-- Begin Listing --

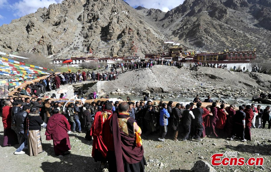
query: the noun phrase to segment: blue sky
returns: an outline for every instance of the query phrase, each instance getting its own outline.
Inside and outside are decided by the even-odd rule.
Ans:
[[[0,26],[9,24],[12,20],[35,12],[39,8],[48,8],[62,0],[0,0]],[[133,7],[139,6],[159,8],[167,11],[182,4],[184,0],[124,0]]]

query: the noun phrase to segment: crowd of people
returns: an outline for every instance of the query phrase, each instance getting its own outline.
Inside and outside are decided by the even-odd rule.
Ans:
[[[190,63],[189,64],[189,66],[190,67],[192,67],[192,64]],[[203,62],[203,63],[201,62],[197,62],[195,63],[193,65],[193,67],[197,67],[197,66],[209,67],[213,68],[216,67],[217,68],[221,68],[221,69],[227,69],[227,67],[228,67],[228,65],[227,64],[225,65],[224,64],[222,65],[222,64],[219,64],[219,63],[215,63],[212,64],[212,63],[209,63],[208,62],[206,63],[205,62]],[[258,69],[257,67],[253,67],[252,68],[252,72],[258,72],[259,69]],[[246,67],[244,66],[243,67],[243,69],[240,68],[240,67],[236,69],[236,66],[234,66],[232,70],[234,72],[248,72],[248,69],[247,69],[247,70],[246,70]]]
[[[71,152],[68,133],[84,132],[86,140],[93,138],[95,161],[101,162],[102,168],[108,161],[109,171],[116,171],[116,168],[143,171],[146,161],[141,134],[147,139],[159,133],[158,139],[162,142],[166,137],[176,141],[201,141],[206,136],[245,142],[251,140],[251,128],[264,128],[266,122],[268,128],[271,128],[270,106],[263,110],[260,105],[243,105],[236,110],[232,104],[217,107],[210,95],[204,102],[212,105],[206,108],[202,107],[198,95],[193,101],[196,105],[193,102],[178,103],[175,107],[171,101],[134,102],[129,97],[128,102],[121,103],[76,101],[65,107],[49,99],[43,102],[40,98],[12,97],[2,107],[4,146],[18,143],[14,154],[24,154],[24,149],[28,149],[30,156],[37,156],[44,151],[40,131],[44,128],[46,140],[53,140],[55,155],[64,155]],[[144,99],[148,97],[146,95]],[[115,158],[121,155],[125,155],[122,159]]]

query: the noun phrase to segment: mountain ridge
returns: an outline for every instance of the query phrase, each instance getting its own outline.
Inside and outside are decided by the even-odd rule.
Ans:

-- End Listing --

--- What to produce ---
Reproduce all of the material above with "noun phrase to outline" substituted for every occurrence of "noun phrase to segment" and everything else unchanged. Omit the pictures from the result.

--- Task response ---
query: the noun phrase to outline: blue sky
returns: an outline for every instance of the query phrase, each instance getting its own outline.
Inside and outside are decided by the even-odd rule.
Ans:
[[[0,26],[9,24],[12,20],[35,12],[39,8],[48,8],[62,0],[0,0]],[[133,7],[139,6],[159,8],[167,11],[182,4],[184,0],[124,0]]]

query: the noun phrase to outline: crowd of people
returns: an outline for every instance of the query phrase, each instance getting its own outline.
Inside and outside are decided by the even-odd rule.
Ans:
[[[190,63],[189,64],[189,66],[190,67],[192,67],[192,64]],[[203,62],[203,63],[201,62],[197,62],[195,63],[193,65],[193,67],[197,67],[197,66],[209,67],[213,68],[216,67],[217,68],[221,68],[221,69],[227,69],[227,67],[228,67],[228,65],[227,64],[225,65],[224,64],[222,65],[222,64],[219,64],[219,63],[215,63],[212,64],[212,63],[209,63],[208,62],[206,63],[205,62]],[[258,69],[257,67],[253,67],[252,68],[252,72],[258,72],[259,69]],[[246,67],[244,66],[243,67],[243,69],[240,68],[240,67],[236,69],[236,66],[234,66],[232,70],[234,72],[248,72],[248,69],[247,69],[247,70],[246,70]]]
[[[71,152],[68,133],[84,132],[86,140],[93,138],[95,161],[101,162],[102,168],[108,161],[109,171],[116,171],[116,168],[143,171],[146,161],[141,134],[147,139],[159,133],[158,139],[162,142],[166,137],[176,141],[201,141],[206,136],[245,142],[251,140],[251,128],[264,128],[266,122],[268,128],[271,128],[270,106],[263,110],[260,105],[243,105],[236,110],[232,104],[217,107],[210,95],[204,102],[212,105],[206,108],[202,107],[198,95],[193,101],[196,105],[193,102],[178,103],[175,107],[171,101],[134,102],[129,97],[128,102],[121,103],[76,101],[65,107],[49,99],[43,102],[40,98],[12,97],[2,107],[4,146],[18,143],[14,154],[24,154],[24,149],[28,149],[30,156],[37,156],[44,151],[40,131],[44,128],[46,140],[53,140],[55,155],[64,155]],[[144,99],[148,97],[146,95]],[[115,158],[121,155],[125,155],[122,159]]]

query: the noun phrase to outline: mountain ridge
returns: an outline for every instance of the query phrase, each instance getting its own outline.
Inside and outside are decided by the even-odd rule.
Ans:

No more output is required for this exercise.